Prof Idol: Four professors, one class, $100,000 prize
It seems that the popularity of reality television shows has encouraged other activities to become competitive.
That was certainly the case with the final teach-off in the Business Professor of the Year Awards, held on Thursday evening at Hult International Business School.
Is competitive teaching a strange idea? Not according to Professor John Beck, the man who dreamed up the event a year ago.
"Teaching is always competitive," he says.
"All professors get ratings and the ratings are always relative. If you're in with a weak group you're going to get better ratings than if you were with a strong group."
Prof Vijay Sethi, from Nanyang Technological University in Singapore, the eventual winner of the $100,000 (£66,250) prize, disagrees.
"The whole notion of a teach-off is a bit tough," he says.
"Usually we celebrate each others teaching because everybody is teaching something different."
Attempts at suspense
Sorry to declare the winner so early in the feature and spoil the surprise. I know there is supposed to be urgent music and drum rolls, but the organisers of Professor of the Year tried to do that and the laughter didn't die down until the music was stopped.
■ ■ ■ ■ ■ ■ ■
▶ [Required action 1]:
Copy the passage of the Prof Idol article starting at "That was certainly" and ending at "a year ago.".
▶ [Required action 2]:
According to the Prof Idol article, which university is Prof Vijay Sethi from?
▶ [Required action 3]:
Write a continuation of the Prof Idol article that picks up after its last sentence.
The listing has nothing to do with the Prof Idol article.

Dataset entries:
■ ■ ■ ■ ■ ■ ■
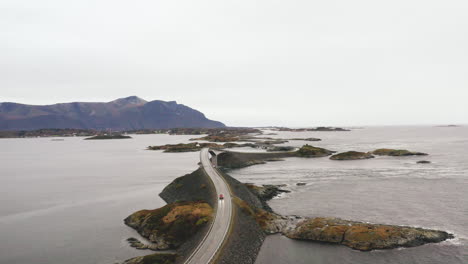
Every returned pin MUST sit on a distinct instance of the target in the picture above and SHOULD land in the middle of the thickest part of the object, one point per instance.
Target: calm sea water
(65, 201)
(391, 190)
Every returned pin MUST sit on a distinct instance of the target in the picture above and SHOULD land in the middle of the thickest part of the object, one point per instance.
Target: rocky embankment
(170, 226)
(158, 258)
(235, 160)
(116, 136)
(180, 225)
(362, 236)
(352, 155)
(397, 152)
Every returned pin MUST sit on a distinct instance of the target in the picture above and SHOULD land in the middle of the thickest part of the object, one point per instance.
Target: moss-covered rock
(171, 225)
(185, 147)
(423, 162)
(218, 138)
(363, 236)
(311, 151)
(396, 152)
(157, 258)
(352, 155)
(98, 137)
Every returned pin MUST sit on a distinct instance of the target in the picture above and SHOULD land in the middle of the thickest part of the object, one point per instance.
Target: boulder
(352, 155)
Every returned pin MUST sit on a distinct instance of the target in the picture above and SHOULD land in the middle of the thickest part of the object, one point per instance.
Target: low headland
(180, 225)
(110, 136)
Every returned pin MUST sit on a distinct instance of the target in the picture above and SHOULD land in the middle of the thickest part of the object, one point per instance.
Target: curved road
(211, 243)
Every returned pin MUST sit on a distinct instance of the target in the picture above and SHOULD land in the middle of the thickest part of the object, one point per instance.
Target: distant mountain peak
(131, 100)
(127, 113)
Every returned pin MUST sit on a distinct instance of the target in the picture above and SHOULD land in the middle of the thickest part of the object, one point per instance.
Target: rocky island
(397, 152)
(181, 224)
(352, 155)
(113, 136)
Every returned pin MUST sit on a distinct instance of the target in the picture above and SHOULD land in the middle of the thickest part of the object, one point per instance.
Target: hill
(128, 113)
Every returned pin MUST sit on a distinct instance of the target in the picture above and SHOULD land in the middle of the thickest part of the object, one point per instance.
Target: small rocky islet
(104, 137)
(185, 218)
(352, 155)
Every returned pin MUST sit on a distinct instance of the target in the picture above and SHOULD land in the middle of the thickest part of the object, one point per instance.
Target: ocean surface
(389, 190)
(65, 201)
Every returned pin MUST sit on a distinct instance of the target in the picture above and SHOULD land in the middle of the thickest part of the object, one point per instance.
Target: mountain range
(128, 113)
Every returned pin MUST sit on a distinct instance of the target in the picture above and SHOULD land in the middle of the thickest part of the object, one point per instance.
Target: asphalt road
(218, 231)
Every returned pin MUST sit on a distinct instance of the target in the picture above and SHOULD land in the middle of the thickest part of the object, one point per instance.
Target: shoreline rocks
(171, 225)
(397, 152)
(352, 155)
(99, 137)
(363, 236)
(423, 162)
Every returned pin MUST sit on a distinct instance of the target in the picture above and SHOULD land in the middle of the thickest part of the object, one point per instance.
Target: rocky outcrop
(171, 225)
(352, 155)
(189, 147)
(158, 258)
(423, 162)
(306, 139)
(235, 160)
(308, 151)
(116, 136)
(279, 148)
(266, 192)
(363, 236)
(397, 152)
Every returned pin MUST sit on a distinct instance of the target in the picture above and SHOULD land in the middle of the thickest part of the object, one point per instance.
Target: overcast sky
(245, 62)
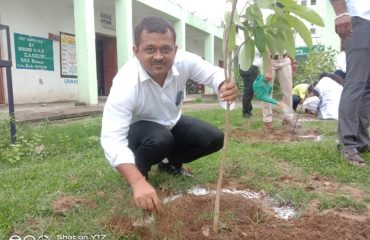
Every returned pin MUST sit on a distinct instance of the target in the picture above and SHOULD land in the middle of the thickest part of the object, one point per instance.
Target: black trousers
(248, 79)
(296, 101)
(187, 141)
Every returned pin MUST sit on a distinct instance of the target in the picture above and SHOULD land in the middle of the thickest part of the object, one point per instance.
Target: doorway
(106, 63)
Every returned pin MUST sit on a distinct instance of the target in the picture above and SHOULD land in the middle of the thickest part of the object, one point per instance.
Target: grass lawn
(56, 181)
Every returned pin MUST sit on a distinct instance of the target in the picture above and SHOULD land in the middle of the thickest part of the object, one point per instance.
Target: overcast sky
(213, 10)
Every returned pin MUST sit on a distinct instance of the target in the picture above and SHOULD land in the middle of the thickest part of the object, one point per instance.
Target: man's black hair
(152, 24)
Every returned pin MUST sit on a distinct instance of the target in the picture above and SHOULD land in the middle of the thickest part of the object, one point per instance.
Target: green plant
(319, 60)
(24, 149)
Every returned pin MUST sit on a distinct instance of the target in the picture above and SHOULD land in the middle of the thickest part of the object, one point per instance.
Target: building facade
(70, 50)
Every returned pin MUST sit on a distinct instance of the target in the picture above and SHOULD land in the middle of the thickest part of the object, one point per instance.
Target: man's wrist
(136, 180)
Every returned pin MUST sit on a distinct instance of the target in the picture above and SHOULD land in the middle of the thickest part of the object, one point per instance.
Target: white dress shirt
(330, 92)
(359, 8)
(134, 96)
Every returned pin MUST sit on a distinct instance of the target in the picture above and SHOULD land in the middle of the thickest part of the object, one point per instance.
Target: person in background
(280, 66)
(142, 122)
(299, 93)
(340, 66)
(248, 78)
(326, 96)
(352, 24)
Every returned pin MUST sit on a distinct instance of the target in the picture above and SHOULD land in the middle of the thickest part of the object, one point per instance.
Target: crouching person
(142, 121)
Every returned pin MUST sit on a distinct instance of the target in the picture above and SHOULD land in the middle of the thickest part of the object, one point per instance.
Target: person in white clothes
(325, 102)
(142, 121)
(352, 24)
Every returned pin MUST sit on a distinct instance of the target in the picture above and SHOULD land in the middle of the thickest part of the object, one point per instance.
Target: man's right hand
(145, 196)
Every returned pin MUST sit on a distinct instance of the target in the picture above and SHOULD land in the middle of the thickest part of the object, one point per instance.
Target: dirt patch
(65, 203)
(276, 135)
(191, 217)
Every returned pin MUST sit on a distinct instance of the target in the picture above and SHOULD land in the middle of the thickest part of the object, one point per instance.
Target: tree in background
(318, 60)
(274, 35)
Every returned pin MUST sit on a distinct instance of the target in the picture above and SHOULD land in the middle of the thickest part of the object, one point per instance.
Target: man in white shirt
(352, 23)
(142, 122)
(327, 93)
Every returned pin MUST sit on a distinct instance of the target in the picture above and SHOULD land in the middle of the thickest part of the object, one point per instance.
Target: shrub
(318, 61)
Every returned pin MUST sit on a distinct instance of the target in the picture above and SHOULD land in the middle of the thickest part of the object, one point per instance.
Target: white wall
(39, 18)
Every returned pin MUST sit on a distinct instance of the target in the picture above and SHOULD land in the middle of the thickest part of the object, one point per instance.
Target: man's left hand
(228, 91)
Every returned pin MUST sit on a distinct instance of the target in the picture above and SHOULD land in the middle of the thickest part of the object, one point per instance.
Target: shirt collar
(144, 76)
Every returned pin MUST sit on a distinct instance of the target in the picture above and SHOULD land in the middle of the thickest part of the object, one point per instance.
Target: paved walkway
(64, 110)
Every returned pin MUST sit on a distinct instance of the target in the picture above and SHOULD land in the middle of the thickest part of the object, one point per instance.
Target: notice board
(33, 52)
(68, 60)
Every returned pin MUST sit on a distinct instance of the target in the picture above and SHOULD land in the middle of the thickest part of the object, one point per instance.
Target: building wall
(38, 18)
(46, 19)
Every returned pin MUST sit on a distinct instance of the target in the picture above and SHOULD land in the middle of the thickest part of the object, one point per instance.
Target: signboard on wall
(68, 60)
(34, 53)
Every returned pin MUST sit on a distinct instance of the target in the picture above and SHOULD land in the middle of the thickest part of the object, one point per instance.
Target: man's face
(156, 54)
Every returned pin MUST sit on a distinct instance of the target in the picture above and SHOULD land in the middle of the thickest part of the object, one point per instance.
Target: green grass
(71, 163)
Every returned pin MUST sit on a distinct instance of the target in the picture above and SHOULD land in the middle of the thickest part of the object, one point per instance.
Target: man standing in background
(352, 24)
(280, 65)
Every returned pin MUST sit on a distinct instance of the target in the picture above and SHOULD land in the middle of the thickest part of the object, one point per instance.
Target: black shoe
(170, 169)
(352, 157)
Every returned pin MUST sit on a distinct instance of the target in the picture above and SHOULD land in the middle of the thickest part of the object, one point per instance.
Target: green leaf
(300, 27)
(304, 12)
(255, 12)
(289, 42)
(266, 3)
(280, 42)
(232, 38)
(246, 54)
(260, 39)
(266, 61)
(270, 41)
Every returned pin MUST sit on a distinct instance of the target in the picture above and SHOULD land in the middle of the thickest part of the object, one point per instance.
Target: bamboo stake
(227, 70)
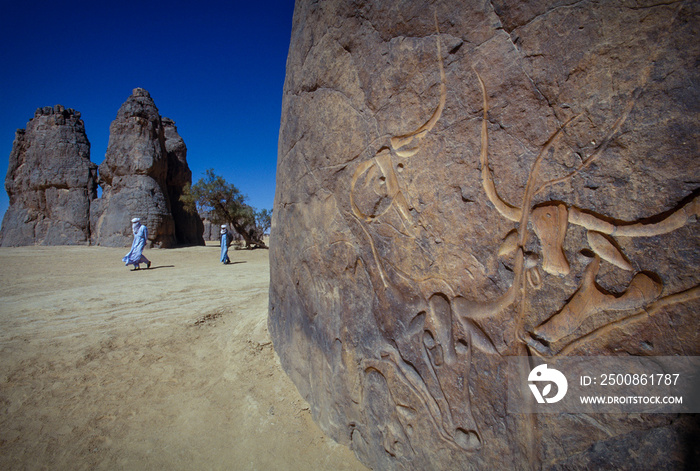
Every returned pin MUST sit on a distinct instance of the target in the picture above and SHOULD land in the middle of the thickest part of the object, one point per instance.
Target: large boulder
(50, 181)
(133, 177)
(463, 182)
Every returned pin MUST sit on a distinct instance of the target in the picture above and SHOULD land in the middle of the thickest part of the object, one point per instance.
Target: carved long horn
(397, 142)
(509, 212)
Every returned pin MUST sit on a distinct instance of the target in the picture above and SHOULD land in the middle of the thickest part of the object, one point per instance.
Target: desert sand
(170, 368)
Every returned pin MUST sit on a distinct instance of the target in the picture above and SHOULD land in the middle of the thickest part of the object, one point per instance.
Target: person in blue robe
(135, 256)
(225, 242)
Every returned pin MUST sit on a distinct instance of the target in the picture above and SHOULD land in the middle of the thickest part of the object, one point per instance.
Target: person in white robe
(225, 242)
(135, 256)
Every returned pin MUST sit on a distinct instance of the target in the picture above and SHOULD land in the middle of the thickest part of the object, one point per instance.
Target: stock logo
(542, 374)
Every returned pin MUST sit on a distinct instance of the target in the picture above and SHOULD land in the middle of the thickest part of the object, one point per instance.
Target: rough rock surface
(188, 225)
(460, 182)
(50, 181)
(134, 176)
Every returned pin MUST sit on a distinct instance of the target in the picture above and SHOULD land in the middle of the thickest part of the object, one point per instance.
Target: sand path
(168, 368)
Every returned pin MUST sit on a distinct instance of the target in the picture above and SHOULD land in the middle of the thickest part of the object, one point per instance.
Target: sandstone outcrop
(50, 181)
(463, 182)
(144, 168)
(188, 225)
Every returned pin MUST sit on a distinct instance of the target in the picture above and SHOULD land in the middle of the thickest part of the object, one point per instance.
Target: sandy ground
(168, 368)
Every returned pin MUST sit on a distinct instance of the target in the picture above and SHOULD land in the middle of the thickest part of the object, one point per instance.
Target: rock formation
(143, 168)
(188, 225)
(50, 181)
(463, 182)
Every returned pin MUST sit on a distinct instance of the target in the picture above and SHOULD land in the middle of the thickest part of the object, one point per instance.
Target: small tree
(215, 196)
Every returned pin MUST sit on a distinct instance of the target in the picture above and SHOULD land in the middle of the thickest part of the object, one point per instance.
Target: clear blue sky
(215, 67)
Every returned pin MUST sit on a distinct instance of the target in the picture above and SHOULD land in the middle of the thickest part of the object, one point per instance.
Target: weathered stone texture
(188, 225)
(50, 181)
(417, 243)
(142, 175)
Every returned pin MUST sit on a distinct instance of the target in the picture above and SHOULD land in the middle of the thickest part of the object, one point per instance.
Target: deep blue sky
(215, 67)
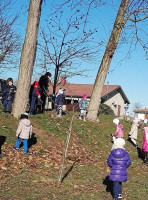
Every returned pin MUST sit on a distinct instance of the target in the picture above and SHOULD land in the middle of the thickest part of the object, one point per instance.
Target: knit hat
(116, 121)
(36, 84)
(119, 143)
(84, 96)
(25, 114)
■ ■ ■ ■ ■ ■ ■
▶ [Final answer 1]:
That was certainly the case with the final teach-off in the Business Professor of the Year Awards, held on Thursday evening at Hult International Business School.
Is competitive teaching a strange idea? Not according to Professor John Beck, the man who dreamed up the event a year ago.

▶ [Final answer 2]:
Nanyang Technological University in Singapore.

▶ [Final answer 3]:
Nonetheless, they managed to put the result in a gold-ish envelope, and it was a bit of a surprise.
Votes were cast by people watching the event being streamed online and a winner was also picked by a panel of judges at the event.
Both groups chose the engaging, denim-clad Prof Darren Dahl from University of British Columbia.
But the rules of the game were that the only votes that actually counted were those of the 40 students from 20 business schools in the room, and they chose Prof Sethi.
So what happens when you take four professors and give them 35 minutes to win $100,000?
Prof Kevin Kaiser, from Insead in France, describes the process as "the most nerve-wracking experience of my teaching career".
It makes them uncomfortable for several reasons, not least, Prof Sethi says, because his classes are usually at least three hours long.
It doesn't seem to reduce the level of annoying mannerisms, such as randomly wandering around the room and drawing circles round things with laser pointers.
It doesn't stop virus protection updates popping up on the screen or help the professors remember to switch off their phones before they start.
But it does give a great deal of urgency to the teaching, as the professors try to squeeze as much as they can into an unusually short time.
To be fair, Prof Dahl did pause for a minute to make the class draw a picture of the person sitting next to them (the person sitting next to me drew a house instead, which was weird) but other than that it was pretty much non-stop talking.
What did we learn from the evening?
- The internet is like the distribution of wealth because a small number of people have an enormous amount of money while a small number of websites get loads of traffic
- Wikipedia only works in practice, not in theory. Can you imagine trying to sell the idea to your bank manager?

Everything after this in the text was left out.